- What you need to do -
Format the rows below as a JSON list of strings, starting with the line that contains "the white cloud." and running through the last line of the rows, both ends included. Make each line its own string and leave out blank lines.

Position annotation records:
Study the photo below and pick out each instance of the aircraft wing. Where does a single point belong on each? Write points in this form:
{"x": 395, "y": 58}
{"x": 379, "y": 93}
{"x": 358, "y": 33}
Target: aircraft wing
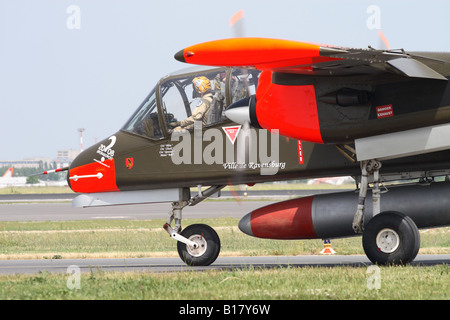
{"x": 287, "y": 56}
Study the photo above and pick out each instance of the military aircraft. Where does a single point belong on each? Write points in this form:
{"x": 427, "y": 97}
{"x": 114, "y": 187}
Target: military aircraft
{"x": 272, "y": 110}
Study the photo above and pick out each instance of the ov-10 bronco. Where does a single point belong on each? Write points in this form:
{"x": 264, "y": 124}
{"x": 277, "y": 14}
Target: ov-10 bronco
{"x": 270, "y": 110}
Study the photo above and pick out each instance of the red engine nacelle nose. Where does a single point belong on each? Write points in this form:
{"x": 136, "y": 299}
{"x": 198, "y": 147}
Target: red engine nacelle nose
{"x": 290, "y": 219}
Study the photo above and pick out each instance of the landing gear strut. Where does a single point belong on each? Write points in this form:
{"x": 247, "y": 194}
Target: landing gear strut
{"x": 389, "y": 237}
{"x": 198, "y": 244}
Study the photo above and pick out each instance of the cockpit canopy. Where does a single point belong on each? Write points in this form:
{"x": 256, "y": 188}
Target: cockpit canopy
{"x": 174, "y": 100}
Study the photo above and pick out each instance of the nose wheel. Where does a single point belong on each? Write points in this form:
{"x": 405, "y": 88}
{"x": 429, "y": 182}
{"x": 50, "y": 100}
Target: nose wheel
{"x": 206, "y": 248}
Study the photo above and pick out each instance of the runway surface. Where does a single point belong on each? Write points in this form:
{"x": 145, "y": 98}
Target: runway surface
{"x": 65, "y": 211}
{"x": 54, "y": 211}
{"x": 176, "y": 265}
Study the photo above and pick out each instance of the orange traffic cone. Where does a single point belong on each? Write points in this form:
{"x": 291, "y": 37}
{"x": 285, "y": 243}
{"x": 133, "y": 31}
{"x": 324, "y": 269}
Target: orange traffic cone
{"x": 327, "y": 248}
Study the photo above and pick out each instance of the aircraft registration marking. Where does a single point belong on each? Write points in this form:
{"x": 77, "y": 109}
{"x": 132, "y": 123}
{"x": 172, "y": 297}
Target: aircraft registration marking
{"x": 385, "y": 111}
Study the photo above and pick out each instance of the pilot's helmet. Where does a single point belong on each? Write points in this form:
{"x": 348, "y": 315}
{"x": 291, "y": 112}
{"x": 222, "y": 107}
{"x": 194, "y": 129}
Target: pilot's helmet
{"x": 201, "y": 84}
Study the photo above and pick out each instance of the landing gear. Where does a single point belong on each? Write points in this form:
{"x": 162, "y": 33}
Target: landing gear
{"x": 391, "y": 238}
{"x": 207, "y": 246}
{"x": 198, "y": 244}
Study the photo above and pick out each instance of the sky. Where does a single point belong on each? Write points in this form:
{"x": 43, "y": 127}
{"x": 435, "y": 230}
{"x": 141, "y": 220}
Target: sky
{"x": 88, "y": 64}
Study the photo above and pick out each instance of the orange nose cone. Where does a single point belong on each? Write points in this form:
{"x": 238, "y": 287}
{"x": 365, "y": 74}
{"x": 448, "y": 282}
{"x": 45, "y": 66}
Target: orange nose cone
{"x": 248, "y": 52}
{"x": 290, "y": 219}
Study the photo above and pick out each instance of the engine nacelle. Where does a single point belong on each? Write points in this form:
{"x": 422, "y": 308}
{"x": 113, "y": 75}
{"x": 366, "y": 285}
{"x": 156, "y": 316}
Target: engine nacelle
{"x": 331, "y": 215}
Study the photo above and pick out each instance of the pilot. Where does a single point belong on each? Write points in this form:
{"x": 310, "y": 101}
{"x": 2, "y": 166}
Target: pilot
{"x": 202, "y": 86}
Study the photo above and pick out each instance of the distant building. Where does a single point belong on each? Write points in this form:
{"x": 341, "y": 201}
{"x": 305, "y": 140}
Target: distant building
{"x": 26, "y": 163}
{"x": 65, "y": 157}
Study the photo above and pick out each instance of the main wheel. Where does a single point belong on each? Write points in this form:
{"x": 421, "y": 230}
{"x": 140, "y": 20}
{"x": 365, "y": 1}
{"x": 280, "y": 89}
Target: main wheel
{"x": 391, "y": 238}
{"x": 208, "y": 247}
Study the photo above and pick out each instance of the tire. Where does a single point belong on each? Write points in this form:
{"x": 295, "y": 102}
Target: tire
{"x": 209, "y": 245}
{"x": 391, "y": 238}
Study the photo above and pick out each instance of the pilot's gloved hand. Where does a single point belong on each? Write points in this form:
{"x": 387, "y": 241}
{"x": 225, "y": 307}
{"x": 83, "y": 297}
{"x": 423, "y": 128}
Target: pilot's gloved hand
{"x": 174, "y": 124}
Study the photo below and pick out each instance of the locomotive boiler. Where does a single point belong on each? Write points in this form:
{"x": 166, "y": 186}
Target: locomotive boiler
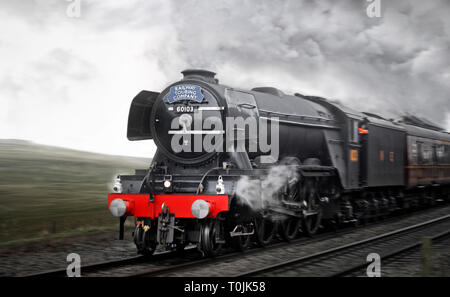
{"x": 237, "y": 166}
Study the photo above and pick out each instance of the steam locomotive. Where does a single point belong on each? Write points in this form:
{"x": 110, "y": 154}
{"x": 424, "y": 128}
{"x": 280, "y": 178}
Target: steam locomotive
{"x": 215, "y": 180}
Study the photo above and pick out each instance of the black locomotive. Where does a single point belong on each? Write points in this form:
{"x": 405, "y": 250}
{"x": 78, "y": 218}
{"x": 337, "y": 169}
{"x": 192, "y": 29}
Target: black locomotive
{"x": 325, "y": 164}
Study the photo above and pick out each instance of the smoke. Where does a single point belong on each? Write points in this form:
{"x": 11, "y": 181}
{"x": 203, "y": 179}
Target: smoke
{"x": 266, "y": 192}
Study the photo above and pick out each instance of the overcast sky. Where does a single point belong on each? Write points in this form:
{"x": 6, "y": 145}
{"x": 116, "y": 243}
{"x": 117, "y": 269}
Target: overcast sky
{"x": 70, "y": 81}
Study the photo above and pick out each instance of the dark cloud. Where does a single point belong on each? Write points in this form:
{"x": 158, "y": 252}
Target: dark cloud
{"x": 392, "y": 64}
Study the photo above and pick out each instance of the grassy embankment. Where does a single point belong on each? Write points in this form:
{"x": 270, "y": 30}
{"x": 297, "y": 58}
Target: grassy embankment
{"x": 48, "y": 192}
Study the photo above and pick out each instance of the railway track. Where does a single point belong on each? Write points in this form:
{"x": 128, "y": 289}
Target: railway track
{"x": 345, "y": 259}
{"x": 168, "y": 263}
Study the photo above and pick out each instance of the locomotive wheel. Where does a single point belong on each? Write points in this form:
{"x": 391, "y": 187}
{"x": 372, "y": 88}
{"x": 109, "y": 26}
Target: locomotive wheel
{"x": 208, "y": 239}
{"x": 289, "y": 228}
{"x": 180, "y": 249}
{"x": 265, "y": 231}
{"x": 240, "y": 243}
{"x": 313, "y": 214}
{"x": 142, "y": 241}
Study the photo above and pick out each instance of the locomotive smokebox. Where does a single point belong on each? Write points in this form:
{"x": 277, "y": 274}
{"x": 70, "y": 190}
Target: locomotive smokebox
{"x": 200, "y": 74}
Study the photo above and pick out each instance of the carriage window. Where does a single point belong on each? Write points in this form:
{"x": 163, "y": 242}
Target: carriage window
{"x": 414, "y": 153}
{"x": 420, "y": 153}
{"x": 427, "y": 154}
{"x": 353, "y": 132}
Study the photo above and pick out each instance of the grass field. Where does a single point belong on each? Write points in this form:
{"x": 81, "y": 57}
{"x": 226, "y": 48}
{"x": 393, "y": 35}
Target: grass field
{"x": 47, "y": 192}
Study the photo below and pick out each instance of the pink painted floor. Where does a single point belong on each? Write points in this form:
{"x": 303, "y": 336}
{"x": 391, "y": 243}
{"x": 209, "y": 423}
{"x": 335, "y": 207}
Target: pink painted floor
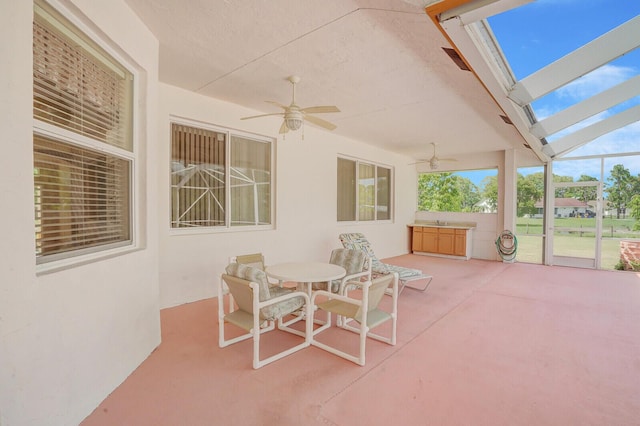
{"x": 487, "y": 344}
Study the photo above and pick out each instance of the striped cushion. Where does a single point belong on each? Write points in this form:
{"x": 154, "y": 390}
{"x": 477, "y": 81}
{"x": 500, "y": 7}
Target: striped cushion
{"x": 266, "y": 291}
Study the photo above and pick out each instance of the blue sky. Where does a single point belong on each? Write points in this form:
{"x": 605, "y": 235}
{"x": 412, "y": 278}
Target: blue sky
{"x": 538, "y": 33}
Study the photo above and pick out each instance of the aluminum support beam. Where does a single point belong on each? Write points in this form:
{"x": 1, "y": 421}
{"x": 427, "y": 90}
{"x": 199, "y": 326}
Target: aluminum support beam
{"x": 587, "y": 108}
{"x": 587, "y": 134}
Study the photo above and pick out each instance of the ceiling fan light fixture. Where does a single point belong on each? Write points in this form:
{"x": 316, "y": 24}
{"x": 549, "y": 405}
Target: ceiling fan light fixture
{"x": 293, "y": 123}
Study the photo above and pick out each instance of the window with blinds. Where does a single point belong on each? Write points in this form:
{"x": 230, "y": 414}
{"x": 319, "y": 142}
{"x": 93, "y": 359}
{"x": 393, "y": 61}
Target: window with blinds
{"x": 82, "y": 143}
{"x": 364, "y": 191}
{"x": 219, "y": 178}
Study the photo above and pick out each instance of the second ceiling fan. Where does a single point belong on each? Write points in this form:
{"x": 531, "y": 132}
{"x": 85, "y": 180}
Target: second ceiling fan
{"x": 434, "y": 161}
{"x": 294, "y": 116}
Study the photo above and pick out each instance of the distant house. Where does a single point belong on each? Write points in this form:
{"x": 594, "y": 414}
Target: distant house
{"x": 566, "y": 207}
{"x": 483, "y": 206}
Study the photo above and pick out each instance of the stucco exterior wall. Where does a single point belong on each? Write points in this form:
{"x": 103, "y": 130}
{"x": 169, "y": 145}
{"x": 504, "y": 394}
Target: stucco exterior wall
{"x": 68, "y": 338}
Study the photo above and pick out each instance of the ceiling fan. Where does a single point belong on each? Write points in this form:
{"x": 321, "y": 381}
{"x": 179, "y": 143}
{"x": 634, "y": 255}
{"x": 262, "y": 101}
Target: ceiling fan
{"x": 434, "y": 161}
{"x": 294, "y": 115}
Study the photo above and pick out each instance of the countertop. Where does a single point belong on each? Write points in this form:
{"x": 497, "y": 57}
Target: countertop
{"x": 443, "y": 224}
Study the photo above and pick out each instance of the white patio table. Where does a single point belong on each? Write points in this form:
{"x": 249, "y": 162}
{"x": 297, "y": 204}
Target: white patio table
{"x": 306, "y": 272}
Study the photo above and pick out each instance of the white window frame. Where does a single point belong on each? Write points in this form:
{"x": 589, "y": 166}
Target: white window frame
{"x": 78, "y": 257}
{"x": 391, "y": 205}
{"x": 229, "y": 133}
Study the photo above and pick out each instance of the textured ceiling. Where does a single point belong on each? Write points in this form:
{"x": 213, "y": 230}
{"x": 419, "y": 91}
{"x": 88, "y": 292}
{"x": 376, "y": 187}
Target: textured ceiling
{"x": 380, "y": 61}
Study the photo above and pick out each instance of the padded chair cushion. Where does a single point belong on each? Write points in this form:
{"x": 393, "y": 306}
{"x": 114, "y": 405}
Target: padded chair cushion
{"x": 255, "y": 275}
{"x": 266, "y": 291}
{"x": 353, "y": 261}
{"x": 359, "y": 242}
{"x": 404, "y": 273}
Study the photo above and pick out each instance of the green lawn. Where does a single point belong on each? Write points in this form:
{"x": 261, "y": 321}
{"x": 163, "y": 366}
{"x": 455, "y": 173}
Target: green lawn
{"x": 611, "y": 227}
{"x": 571, "y": 240}
{"x": 530, "y": 249}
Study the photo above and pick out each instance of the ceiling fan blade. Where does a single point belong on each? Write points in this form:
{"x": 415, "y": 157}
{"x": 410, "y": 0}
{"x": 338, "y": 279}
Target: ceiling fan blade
{"x": 319, "y": 122}
{"x": 283, "y": 128}
{"x": 277, "y": 104}
{"x": 262, "y": 115}
{"x": 320, "y": 109}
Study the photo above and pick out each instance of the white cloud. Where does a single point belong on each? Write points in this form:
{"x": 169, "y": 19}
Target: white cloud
{"x": 595, "y": 82}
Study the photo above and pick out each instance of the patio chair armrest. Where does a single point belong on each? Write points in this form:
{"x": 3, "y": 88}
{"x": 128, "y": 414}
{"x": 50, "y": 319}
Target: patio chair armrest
{"x": 335, "y": 296}
{"x": 277, "y": 299}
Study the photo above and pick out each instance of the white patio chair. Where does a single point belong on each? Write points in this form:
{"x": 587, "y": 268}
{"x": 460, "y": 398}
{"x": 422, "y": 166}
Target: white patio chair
{"x": 359, "y": 242}
{"x": 261, "y": 307}
{"x": 365, "y": 311}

- Finished exercise -
[
  "Study the photo above and pick out each instance of the white cloud. Where does a single point belong on each? Write points in this form:",
  "{\"x\": 169, \"y\": 19}",
  "Target: white cloud",
  "{\"x\": 595, \"y\": 82}",
  "Study the photo above and pick out each instance of the patio chair armrest. Where does a single point belong on each? Write points in this form:",
  "{\"x\": 3, \"y\": 88}",
  "{\"x\": 128, \"y\": 414}",
  "{\"x\": 50, \"y\": 319}",
  "Target: patio chair armrest",
  "{\"x\": 335, \"y\": 296}",
  "{\"x\": 277, \"y\": 299}",
  "Study the photo above and pick out each instance of the white patio chair. Where does a single point belong on each? Write points in this form:",
  "{\"x\": 587, \"y\": 268}",
  "{\"x\": 460, \"y\": 398}",
  "{\"x\": 422, \"y\": 166}",
  "Target: white patio chair",
  "{\"x\": 359, \"y\": 242}",
  "{\"x\": 261, \"y\": 307}",
  "{\"x\": 365, \"y\": 311}"
]